= Exercise =
Rewrite every one of the rows below as a numbered list and omit the blank lines.

(Raw rows)
* Start *

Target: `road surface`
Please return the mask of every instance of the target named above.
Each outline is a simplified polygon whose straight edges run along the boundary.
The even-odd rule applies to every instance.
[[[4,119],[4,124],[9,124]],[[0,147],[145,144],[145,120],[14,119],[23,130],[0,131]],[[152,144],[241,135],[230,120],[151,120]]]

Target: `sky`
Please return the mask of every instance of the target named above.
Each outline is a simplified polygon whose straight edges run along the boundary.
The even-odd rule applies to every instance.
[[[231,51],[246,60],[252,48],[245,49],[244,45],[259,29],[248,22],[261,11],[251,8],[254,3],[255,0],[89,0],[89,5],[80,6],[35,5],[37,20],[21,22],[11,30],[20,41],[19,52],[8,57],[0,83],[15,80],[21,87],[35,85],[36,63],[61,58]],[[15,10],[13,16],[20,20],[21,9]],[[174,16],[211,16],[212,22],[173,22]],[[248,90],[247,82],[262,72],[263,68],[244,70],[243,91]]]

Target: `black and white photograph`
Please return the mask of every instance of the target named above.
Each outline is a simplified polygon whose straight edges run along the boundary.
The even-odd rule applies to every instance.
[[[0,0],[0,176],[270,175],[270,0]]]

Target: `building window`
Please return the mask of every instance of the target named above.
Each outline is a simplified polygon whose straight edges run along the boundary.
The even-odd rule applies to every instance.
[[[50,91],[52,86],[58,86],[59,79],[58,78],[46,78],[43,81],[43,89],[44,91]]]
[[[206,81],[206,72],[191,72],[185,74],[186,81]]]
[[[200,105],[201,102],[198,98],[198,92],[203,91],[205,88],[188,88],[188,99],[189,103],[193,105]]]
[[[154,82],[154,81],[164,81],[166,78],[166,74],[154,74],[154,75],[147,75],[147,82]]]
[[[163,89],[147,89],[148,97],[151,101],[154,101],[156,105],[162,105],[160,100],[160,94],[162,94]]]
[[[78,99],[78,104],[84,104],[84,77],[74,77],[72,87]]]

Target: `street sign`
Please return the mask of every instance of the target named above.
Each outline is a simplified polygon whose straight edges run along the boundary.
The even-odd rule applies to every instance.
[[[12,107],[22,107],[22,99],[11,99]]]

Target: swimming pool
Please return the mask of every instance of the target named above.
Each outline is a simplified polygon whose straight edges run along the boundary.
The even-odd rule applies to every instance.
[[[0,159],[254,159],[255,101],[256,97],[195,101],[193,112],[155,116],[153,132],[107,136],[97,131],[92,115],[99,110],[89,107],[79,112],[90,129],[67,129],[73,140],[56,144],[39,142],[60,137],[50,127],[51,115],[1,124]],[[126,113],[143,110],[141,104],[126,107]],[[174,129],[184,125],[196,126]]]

* End *

= Completed task =
1. Target: `road surface`
2. Please return the mask of every instance of the target named above.
3. Each outline is a simplified polygon whose straight edges run along the boundary.
4. The even-odd rule applies to every instance.
5. [[[4,119],[4,124],[9,124]],[[0,147],[145,144],[145,120],[14,119],[23,130],[0,131]],[[152,144],[241,135],[230,120],[151,120]]]
6. Target: `sky`
7. Please return the mask of every instance of the target named above.
8. Each outline is a simplified polygon whose straight edges run along the boundary.
9. The even-odd rule applies to every instance.
10. [[[231,51],[246,60],[252,48],[245,49],[244,45],[259,29],[248,22],[261,11],[251,8],[254,3],[255,0],[89,0],[89,5],[80,6],[35,5],[37,20],[21,22],[11,30],[20,41],[19,52],[8,57],[0,83],[15,80],[21,87],[35,85],[36,63],[61,58]],[[15,10],[13,16],[20,20],[21,9]],[[174,16],[211,16],[212,22],[173,22]],[[248,90],[247,82],[262,72],[263,68],[244,70],[243,91]]]
11. Target: `black and white photograph`
12. Please return the mask of every instance of the target named above.
13. Each outline is a simplified polygon whose straight edges run along the boundary.
14. The even-odd rule applies to every instance.
15. [[[0,0],[0,176],[270,175],[270,0]]]
16. Target: `building window`
17. Please return the mask of every instance of the target named above.
18. Each outline is a simplified polygon whose straight edges run along the boundary.
19. The even-odd rule applies to every instance.
20. [[[50,91],[52,86],[58,86],[59,79],[58,78],[46,78],[43,81],[43,89],[44,91]]]
21. [[[206,81],[206,72],[191,72],[185,74],[186,81]]]
22. [[[200,105],[201,102],[198,98],[198,92],[203,91],[205,88],[188,88],[188,99],[189,103],[193,105]]]
23. [[[154,82],[154,81],[164,81],[166,78],[166,74],[154,74],[154,75],[147,75],[147,82]]]
24. [[[163,89],[147,89],[148,97],[151,101],[154,101],[156,105],[162,105],[160,100],[160,94],[162,94]]]
25. [[[78,99],[78,104],[84,104],[84,77],[74,77],[72,87]]]
26. Target: `street sign`
27. Please return the mask of every instance of the target named above.
28. Each outline is a simplified polygon whose straight edges run along the boundary.
29. The even-odd rule applies to every instance.
30. [[[12,107],[22,107],[22,99],[11,99]]]
31. Target: swimming pool
32. Please return the mask of every instance of the target named above.
33. Each outline is a simplified polygon whose straight edges run along the boundary.
34. The even-odd rule applies to every instance.
35. [[[0,159],[254,159],[255,101],[256,97],[195,101],[193,112],[155,116],[153,132],[107,136],[97,131],[92,115],[99,110],[89,107],[79,112],[90,129],[67,129],[73,140],[56,144],[39,142],[60,137],[50,127],[51,115],[1,124]],[[126,113],[143,110],[141,104],[126,107]],[[174,129],[184,125],[196,126]]]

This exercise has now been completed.